▸ **Documents fournis**
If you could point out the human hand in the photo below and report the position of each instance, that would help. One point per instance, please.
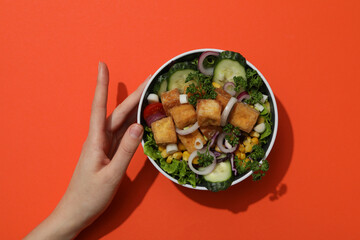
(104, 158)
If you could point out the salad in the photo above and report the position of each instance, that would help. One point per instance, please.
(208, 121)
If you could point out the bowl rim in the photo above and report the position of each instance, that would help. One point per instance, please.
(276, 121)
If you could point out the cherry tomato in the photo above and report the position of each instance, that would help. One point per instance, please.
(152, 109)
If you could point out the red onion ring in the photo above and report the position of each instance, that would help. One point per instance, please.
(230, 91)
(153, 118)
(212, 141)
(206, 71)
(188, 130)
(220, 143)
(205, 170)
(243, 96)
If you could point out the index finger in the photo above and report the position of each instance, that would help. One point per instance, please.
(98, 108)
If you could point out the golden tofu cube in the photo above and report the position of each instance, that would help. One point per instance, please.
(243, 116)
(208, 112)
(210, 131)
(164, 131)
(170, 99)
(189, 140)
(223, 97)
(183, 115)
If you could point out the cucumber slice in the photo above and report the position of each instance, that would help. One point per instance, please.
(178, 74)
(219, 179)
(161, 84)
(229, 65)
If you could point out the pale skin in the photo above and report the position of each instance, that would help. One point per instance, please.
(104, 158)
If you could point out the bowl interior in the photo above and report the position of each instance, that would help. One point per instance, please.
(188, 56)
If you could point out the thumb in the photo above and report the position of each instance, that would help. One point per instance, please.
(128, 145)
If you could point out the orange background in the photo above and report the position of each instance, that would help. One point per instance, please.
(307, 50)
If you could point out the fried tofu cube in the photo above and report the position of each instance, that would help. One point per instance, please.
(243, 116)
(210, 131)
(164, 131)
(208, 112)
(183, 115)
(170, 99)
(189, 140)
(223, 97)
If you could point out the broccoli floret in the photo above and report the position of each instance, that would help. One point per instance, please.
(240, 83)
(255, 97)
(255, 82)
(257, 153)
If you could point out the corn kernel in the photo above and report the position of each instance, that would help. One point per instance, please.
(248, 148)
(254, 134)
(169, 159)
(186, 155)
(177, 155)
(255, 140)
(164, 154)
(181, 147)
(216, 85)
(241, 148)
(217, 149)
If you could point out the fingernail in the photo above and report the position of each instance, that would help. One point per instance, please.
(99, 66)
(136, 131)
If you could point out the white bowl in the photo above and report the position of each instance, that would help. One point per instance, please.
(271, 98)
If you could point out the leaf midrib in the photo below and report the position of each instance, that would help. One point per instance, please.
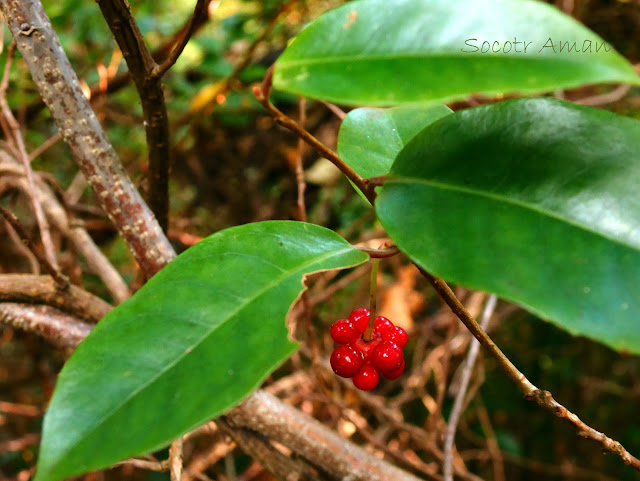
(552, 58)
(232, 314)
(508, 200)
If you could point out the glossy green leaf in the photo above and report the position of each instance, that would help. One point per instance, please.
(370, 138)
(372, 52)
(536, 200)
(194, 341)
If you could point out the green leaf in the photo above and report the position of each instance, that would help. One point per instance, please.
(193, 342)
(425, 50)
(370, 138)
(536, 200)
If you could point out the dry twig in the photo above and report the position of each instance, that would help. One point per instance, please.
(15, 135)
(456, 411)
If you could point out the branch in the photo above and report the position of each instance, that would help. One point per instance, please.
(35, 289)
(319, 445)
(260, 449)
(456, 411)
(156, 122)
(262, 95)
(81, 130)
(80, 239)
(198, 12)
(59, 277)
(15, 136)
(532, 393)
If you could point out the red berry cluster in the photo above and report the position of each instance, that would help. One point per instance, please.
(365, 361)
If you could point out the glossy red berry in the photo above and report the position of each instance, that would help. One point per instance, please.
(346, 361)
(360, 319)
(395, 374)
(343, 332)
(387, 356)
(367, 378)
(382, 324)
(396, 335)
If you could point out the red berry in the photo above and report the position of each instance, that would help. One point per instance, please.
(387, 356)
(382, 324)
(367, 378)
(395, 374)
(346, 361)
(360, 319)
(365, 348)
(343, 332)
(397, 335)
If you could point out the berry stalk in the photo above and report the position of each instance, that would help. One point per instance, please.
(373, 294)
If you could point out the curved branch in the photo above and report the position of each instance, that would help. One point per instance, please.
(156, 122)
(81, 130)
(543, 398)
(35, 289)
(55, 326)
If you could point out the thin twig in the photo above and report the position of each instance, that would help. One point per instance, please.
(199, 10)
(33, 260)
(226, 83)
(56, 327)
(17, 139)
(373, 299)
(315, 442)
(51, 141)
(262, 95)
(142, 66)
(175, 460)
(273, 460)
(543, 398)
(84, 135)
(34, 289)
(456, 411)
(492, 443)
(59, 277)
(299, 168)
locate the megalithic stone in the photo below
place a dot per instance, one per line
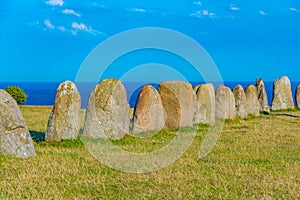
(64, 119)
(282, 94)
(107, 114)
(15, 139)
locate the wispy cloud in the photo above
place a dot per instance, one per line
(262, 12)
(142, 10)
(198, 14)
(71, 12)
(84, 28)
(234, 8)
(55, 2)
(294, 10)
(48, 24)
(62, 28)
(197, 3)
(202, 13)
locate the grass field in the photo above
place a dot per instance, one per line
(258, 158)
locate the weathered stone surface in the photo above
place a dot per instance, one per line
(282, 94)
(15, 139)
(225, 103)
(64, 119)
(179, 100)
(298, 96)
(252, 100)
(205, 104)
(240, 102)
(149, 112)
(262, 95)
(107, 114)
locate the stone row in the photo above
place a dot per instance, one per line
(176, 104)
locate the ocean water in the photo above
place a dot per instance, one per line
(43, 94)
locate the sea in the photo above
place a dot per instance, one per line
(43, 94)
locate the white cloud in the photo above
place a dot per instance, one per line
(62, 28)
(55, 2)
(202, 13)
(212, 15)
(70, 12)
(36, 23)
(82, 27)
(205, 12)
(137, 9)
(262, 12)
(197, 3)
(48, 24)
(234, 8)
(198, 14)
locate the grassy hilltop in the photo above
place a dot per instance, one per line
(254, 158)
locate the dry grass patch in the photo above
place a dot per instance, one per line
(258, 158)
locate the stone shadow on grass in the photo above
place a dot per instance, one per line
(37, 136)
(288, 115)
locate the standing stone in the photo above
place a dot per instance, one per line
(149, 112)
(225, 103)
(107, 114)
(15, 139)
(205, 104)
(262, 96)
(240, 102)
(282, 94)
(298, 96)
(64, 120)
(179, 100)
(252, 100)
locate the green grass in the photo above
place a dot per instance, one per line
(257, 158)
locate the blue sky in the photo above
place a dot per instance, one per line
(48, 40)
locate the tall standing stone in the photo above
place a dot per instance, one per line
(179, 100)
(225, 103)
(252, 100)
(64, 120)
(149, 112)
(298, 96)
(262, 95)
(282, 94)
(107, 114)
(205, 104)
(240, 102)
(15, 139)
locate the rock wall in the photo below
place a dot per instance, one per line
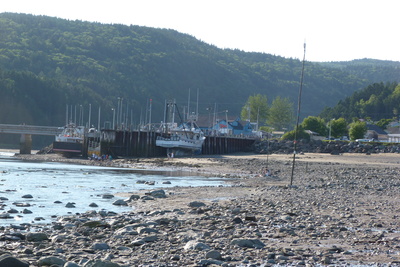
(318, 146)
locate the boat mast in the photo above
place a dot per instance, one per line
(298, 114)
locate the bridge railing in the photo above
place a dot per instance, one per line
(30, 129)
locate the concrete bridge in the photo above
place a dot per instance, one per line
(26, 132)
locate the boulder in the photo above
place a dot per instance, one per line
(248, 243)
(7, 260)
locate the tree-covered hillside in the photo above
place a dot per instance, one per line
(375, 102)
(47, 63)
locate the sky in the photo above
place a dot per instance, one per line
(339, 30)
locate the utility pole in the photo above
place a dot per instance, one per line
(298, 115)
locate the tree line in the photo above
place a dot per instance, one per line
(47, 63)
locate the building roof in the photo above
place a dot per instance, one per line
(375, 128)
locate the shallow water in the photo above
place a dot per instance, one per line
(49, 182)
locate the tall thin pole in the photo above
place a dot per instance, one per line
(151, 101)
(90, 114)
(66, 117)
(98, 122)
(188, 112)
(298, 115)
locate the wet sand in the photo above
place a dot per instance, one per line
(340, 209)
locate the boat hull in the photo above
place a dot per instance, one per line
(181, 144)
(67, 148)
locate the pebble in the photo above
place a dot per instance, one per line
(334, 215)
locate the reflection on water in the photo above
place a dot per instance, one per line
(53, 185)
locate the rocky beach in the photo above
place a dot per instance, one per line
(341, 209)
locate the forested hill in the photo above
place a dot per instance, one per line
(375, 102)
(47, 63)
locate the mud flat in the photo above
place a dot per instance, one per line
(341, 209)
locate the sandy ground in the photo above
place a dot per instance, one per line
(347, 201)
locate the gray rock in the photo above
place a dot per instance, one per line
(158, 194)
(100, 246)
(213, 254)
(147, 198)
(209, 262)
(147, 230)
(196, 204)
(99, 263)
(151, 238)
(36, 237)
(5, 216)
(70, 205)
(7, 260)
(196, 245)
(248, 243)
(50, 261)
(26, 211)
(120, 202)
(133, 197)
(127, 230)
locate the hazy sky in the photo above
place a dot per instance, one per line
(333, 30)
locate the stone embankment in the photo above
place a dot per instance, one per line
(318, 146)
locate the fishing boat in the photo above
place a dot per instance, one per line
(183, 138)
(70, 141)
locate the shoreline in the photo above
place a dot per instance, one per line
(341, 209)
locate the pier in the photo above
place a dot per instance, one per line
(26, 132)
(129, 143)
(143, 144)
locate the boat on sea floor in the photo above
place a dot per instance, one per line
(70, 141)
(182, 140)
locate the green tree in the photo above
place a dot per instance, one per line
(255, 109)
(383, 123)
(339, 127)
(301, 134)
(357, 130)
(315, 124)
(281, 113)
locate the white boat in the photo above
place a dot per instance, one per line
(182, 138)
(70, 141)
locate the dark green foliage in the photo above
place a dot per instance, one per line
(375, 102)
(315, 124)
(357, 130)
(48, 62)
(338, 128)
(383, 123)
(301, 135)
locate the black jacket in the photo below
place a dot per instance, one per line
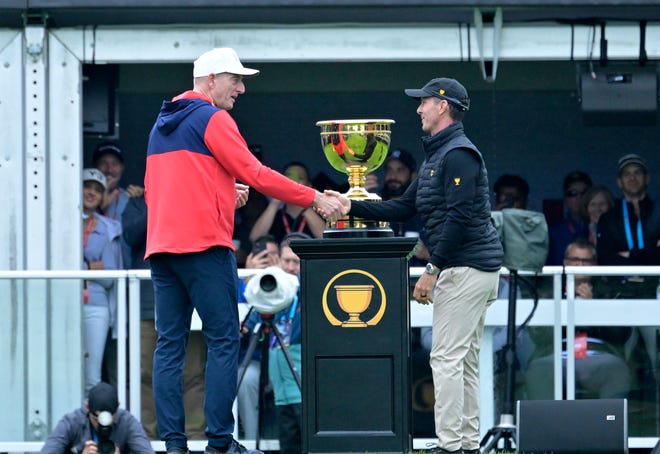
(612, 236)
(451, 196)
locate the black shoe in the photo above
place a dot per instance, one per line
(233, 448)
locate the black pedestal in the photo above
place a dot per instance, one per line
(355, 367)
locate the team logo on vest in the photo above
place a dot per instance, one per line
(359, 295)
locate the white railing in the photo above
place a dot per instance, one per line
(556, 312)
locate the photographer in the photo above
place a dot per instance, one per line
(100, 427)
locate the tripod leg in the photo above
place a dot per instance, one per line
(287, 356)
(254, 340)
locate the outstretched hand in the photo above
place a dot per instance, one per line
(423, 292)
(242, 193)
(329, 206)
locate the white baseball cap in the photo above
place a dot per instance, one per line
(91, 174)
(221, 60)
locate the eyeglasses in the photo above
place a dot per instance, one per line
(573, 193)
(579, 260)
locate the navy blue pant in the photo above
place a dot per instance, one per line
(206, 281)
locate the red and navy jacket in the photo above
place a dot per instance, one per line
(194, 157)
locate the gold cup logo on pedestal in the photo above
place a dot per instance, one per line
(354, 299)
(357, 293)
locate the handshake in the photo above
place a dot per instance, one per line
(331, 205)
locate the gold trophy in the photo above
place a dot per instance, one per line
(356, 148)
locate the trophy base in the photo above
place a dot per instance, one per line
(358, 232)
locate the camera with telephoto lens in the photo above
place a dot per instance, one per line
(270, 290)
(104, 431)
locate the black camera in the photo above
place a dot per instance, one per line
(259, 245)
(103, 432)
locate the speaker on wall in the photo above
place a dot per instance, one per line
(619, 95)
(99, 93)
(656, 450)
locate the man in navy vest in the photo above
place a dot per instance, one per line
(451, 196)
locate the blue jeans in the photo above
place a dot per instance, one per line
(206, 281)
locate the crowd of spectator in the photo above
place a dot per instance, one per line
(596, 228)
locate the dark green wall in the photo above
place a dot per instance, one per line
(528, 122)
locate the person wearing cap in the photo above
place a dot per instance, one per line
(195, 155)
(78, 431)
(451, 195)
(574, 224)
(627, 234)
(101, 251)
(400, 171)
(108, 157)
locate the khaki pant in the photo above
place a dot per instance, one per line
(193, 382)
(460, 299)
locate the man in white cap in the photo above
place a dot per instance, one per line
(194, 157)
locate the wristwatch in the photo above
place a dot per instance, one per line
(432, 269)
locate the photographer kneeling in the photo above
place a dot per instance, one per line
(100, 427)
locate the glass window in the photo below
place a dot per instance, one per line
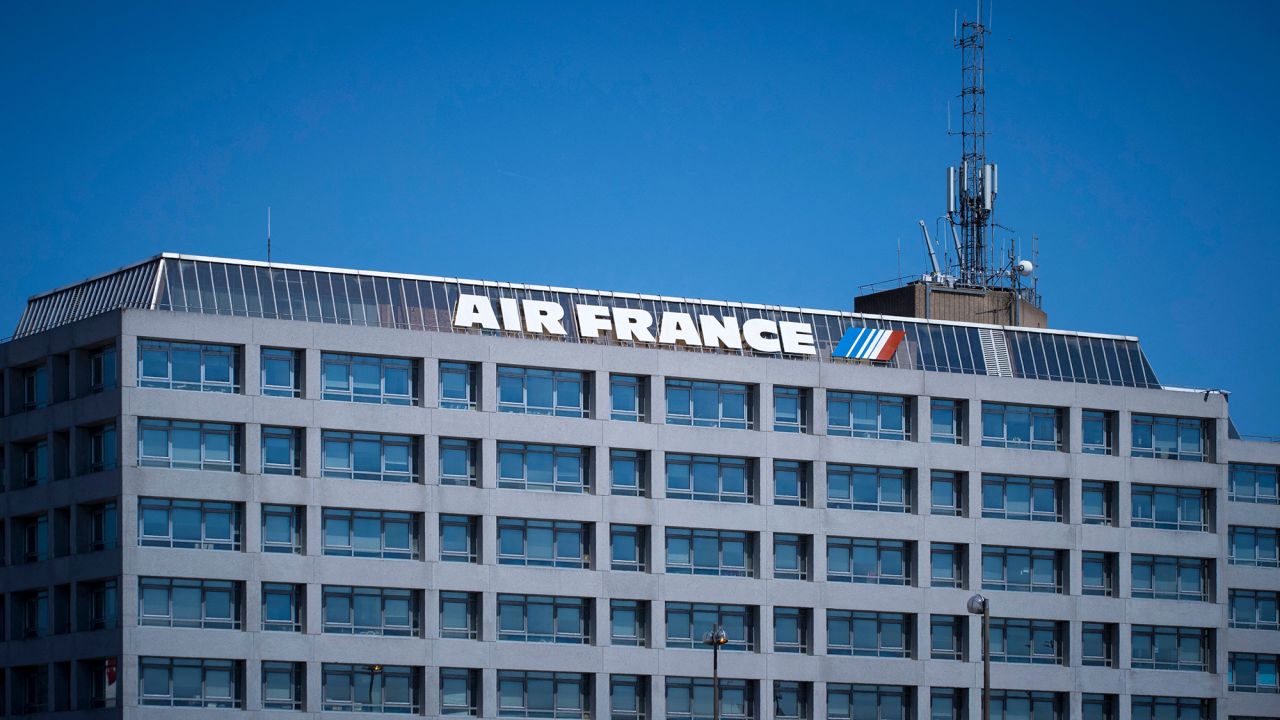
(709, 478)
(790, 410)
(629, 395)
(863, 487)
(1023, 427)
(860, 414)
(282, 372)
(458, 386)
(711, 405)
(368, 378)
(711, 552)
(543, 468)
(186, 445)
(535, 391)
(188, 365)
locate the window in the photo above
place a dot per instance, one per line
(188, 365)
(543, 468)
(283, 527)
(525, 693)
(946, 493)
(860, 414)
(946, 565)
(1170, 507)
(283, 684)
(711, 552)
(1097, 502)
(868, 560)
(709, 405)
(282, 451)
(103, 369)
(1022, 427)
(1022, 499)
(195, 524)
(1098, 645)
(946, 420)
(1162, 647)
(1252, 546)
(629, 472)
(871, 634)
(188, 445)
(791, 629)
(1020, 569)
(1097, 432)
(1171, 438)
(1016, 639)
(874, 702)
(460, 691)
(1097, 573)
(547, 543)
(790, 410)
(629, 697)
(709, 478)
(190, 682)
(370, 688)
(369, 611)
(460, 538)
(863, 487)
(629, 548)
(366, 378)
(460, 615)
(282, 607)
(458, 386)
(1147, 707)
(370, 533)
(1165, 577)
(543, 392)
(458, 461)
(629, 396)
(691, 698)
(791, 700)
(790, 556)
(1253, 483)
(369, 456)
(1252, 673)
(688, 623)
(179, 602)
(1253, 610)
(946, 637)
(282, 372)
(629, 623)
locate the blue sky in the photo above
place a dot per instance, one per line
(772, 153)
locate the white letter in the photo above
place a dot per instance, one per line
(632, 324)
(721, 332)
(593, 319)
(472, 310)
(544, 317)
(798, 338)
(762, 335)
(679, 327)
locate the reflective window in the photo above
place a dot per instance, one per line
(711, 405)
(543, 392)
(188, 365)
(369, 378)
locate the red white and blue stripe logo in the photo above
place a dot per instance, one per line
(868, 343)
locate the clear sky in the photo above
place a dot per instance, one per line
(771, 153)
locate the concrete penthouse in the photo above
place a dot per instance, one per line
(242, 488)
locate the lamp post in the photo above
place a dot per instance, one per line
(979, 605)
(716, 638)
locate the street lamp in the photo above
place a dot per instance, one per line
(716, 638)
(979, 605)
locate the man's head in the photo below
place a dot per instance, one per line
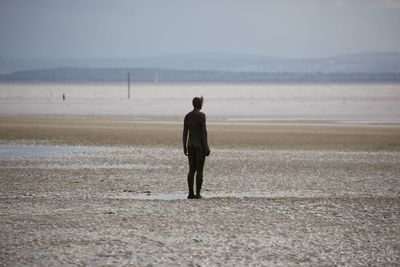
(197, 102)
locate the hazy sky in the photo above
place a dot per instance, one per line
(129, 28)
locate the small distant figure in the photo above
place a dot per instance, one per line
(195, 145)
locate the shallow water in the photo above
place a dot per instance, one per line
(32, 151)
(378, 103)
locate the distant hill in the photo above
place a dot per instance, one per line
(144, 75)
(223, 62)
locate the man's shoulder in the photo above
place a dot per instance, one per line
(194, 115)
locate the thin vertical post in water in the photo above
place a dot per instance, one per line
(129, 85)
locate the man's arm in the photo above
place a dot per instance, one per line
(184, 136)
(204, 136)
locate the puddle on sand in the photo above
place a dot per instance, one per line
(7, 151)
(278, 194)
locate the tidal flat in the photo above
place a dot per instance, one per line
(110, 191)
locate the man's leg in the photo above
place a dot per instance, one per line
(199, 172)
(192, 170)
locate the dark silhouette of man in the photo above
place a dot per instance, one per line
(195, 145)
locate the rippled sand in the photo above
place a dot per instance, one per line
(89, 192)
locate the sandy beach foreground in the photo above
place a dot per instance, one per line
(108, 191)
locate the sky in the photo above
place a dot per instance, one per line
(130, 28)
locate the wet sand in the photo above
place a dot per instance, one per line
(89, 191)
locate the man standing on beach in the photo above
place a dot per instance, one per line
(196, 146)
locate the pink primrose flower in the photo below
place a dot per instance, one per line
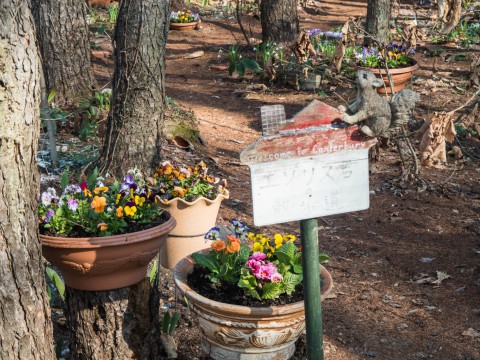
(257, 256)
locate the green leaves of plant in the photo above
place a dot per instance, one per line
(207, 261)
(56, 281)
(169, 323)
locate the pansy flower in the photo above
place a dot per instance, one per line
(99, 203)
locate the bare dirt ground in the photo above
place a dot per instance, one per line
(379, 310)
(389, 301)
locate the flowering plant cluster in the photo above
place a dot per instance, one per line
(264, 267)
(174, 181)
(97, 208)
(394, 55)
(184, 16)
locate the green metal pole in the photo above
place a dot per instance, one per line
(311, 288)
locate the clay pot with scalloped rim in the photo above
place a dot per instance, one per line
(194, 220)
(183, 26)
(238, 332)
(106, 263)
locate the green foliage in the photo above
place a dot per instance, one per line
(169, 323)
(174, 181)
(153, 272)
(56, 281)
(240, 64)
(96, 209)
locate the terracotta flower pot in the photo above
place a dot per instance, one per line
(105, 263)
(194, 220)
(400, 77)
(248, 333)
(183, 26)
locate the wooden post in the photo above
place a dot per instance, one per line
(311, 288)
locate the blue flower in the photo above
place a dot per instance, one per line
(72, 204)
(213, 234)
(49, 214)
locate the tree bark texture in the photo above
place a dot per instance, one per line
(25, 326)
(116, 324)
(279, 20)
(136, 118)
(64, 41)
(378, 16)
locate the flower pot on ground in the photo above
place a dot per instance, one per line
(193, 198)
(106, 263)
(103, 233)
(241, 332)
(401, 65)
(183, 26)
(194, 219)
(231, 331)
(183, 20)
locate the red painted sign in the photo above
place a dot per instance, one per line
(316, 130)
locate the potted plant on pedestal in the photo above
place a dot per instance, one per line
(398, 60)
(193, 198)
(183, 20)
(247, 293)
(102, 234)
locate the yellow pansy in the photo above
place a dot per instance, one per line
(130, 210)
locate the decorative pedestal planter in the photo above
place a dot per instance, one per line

▸ **La consigne**
Réécris tout, de la ligne qui contient « locate the flower pot » jusqu'à la toute dernière ligne, en remplaçant « yellow pansy » par « purple pansy » sans rien changer d'autre.

▸ **Résultat de l'exercice**
locate the flower pot on ground in the photo above
place a dot per instance, one per line
(193, 198)
(106, 263)
(103, 233)
(241, 332)
(401, 65)
(183, 26)
(194, 219)
(231, 331)
(183, 20)
locate the red painted sign in the photo above
place a dot per instance, one per line
(316, 130)
locate the potted plant on pedestal in the photo above
place a dot per instance, one per line
(398, 60)
(193, 198)
(183, 20)
(247, 293)
(102, 234)
locate the purple pansy in the photo above
place a dot per instance, one per line
(130, 210)
locate the decorative pedestal planter in the photo above
place a dot per instance, one per line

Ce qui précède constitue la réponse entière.